[CONSIGNE 1]
Pour chacune des affirmations suivantes sur le texte fourni ci-dessous, répondez par oui ou par non et citez à l'identique les mots du texte qui tranchent. (a) Roman Sushchenko a été libéré en 2019 lors d'un échange de prisonniers. (b) Il travaillait comme journaliste pour Ukrinform à Kiev. (c) Il s'est lancé en politique en 2016.

[TEXTE FOURNI]
- - -
Avec l'Ukraine
16H27 - mardi 8 octobre 2024

Roman Sushchenko : « l’Ukraine et la France sont main dans la main, tel est le sens de l’histoire. »

 

Roman Sushchenko, merci d’avoir accordé un entretien à Opinion Internationale.

Vous parlez un excellent français et c’est chaque fois un honneur d’entendre un étranger parler si bien notre langue. Donc merci.

Vous étiez journaliste dans les années 2010 à l’agence de presse ukrainienne Ukrinform à Paris. Vous avez été arrêté en 2016 par le pouvoir russe, emprisonné dans des conditions très dures puis libéré en échange de prisonniers russes en 2019. Vous vous êtes engagé en politique en 2020 dans le parti de l’ancien président Petro Porochenko, Solidarité Européenne (SE), et vous êtes premier vice-président de l’oblast de Tcherkasy.

Quelle est la situation présente du conflit d’une part et de la vie quotidienne des Ukrainiens d’autre part ?
- - -
[Enregistrements de placement de points]
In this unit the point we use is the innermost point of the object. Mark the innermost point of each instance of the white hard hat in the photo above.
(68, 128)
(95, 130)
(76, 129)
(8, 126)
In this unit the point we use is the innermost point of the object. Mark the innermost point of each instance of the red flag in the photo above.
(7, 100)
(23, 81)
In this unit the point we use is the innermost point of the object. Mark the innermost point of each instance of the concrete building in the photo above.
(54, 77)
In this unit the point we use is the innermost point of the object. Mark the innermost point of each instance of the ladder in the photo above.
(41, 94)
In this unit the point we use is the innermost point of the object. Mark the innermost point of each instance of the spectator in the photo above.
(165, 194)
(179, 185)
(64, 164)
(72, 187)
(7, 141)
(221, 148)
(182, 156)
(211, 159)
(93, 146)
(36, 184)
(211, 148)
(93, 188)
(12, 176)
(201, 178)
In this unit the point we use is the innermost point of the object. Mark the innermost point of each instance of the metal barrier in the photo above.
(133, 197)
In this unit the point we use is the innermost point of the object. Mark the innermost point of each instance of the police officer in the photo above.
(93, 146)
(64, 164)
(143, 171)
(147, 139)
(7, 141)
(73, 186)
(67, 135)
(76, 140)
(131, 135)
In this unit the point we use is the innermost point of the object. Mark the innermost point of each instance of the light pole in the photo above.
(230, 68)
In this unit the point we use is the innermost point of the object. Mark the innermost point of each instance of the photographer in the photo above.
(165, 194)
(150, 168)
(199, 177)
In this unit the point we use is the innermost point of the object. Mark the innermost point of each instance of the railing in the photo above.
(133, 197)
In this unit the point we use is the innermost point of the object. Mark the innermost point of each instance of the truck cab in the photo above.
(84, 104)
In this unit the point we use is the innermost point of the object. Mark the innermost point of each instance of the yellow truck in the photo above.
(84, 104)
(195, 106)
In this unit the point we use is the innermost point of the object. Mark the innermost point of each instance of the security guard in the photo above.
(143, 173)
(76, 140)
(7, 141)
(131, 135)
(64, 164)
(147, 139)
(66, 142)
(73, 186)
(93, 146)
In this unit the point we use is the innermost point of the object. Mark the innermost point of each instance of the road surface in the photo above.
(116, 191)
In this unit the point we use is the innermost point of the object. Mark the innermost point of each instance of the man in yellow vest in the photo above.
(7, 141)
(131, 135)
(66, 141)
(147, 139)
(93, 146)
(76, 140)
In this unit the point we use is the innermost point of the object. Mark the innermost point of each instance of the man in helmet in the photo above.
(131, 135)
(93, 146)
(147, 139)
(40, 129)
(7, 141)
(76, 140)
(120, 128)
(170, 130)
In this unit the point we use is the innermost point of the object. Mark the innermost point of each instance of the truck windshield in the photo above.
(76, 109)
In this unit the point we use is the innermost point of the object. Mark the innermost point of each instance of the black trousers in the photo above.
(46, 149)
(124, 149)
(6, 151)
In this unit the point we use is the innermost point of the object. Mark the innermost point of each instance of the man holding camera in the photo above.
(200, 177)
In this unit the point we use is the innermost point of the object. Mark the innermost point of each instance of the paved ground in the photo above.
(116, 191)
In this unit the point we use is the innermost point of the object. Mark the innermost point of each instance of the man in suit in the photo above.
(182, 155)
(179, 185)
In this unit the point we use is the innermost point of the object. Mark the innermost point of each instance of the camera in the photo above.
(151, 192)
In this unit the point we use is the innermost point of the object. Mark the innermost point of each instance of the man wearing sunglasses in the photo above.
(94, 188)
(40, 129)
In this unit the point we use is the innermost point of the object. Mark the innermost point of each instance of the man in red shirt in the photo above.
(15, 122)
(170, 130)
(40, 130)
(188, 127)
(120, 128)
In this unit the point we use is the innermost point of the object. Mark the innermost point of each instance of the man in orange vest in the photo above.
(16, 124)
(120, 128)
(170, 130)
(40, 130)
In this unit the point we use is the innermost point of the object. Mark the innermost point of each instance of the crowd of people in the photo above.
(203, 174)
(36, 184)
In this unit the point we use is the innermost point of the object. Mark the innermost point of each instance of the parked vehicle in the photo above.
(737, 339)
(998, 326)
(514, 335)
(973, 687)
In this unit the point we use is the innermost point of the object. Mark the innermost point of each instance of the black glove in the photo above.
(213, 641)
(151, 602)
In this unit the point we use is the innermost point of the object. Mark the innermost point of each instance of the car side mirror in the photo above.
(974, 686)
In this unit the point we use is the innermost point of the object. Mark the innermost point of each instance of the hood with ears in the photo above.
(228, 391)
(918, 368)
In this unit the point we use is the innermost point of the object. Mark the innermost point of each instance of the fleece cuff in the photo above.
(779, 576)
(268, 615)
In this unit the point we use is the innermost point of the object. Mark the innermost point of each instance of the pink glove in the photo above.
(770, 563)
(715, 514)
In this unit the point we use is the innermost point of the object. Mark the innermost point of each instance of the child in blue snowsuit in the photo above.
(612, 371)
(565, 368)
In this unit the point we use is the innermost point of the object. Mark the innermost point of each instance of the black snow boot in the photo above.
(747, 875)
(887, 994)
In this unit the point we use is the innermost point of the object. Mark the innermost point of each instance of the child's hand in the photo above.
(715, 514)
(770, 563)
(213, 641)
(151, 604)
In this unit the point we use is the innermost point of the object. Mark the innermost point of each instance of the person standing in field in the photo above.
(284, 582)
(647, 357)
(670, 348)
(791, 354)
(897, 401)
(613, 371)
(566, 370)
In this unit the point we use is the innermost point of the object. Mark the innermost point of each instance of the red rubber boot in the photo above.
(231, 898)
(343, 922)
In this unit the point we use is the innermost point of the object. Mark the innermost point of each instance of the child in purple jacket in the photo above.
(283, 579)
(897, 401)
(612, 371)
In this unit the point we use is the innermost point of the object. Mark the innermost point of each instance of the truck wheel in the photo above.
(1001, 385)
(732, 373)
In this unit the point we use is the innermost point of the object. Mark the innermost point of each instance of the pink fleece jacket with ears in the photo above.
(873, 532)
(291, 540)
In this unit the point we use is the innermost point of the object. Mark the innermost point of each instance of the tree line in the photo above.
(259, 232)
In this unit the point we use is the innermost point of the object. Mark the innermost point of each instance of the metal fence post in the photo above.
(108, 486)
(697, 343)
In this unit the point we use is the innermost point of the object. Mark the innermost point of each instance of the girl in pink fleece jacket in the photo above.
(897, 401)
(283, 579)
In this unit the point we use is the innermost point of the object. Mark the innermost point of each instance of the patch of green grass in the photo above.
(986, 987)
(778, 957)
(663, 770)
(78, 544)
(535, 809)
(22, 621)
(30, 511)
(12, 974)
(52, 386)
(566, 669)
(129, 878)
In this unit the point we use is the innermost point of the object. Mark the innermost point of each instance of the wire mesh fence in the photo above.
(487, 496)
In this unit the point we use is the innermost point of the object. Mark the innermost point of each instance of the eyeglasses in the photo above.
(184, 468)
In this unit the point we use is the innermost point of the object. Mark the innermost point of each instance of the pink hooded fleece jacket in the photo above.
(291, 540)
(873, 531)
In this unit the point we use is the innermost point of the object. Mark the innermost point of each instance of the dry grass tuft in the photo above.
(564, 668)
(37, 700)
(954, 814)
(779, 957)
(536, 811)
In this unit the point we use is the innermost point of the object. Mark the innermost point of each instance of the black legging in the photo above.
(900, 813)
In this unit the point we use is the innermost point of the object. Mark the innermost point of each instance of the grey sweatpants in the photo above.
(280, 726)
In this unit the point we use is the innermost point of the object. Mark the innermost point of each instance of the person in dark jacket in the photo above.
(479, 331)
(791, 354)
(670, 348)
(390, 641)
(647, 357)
- - -
[CONSIGNE 2]
Recopiez sans rien modifier les lignes des enregistrements ci-dessus, de celle qui contient « eyeglasses in the photo above. » jusqu'à la fin des enregistrements, bornes incluses.

[RÉSULTAT 1]
(a) Oui : « libéré en échange de prisonniers russes en 2019 ».
(b) Non : « Ukrinform à Paris ».
(c) Non : « Vous vous êtes engagé en politique en 2020 ».

[RÉSULTAT 2]
In this unit the point we use is the innermost point of the object. Mark the innermost point of each instance of the eyeglasses in the photo above.
(184, 468)
In this unit the point we use is the innermost point of the object. Mark the innermost point of each instance of the pink hooded fleece jacket in the photo above.
(291, 540)
(873, 531)
In this unit the point we use is the innermost point of the object. Mark the innermost point of each instance of the dry grass tuft in the photo above.
(564, 668)
(37, 700)
(954, 814)
(779, 957)
(536, 811)
In this unit the point we use is the innermost point of the object. Mark the innermost point of each instance of the black legging in the photo above.
(900, 813)
In this unit the point we use is the innermost point of the object. Mark the innermost point of each instance of the grey sweatpants in the photo above.
(280, 726)
In this unit the point we use is the innermost point of the object. Mark the innermost point of each instance of the person in dark jacket in the photo above.
(479, 331)
(791, 354)
(670, 348)
(390, 641)
(647, 357)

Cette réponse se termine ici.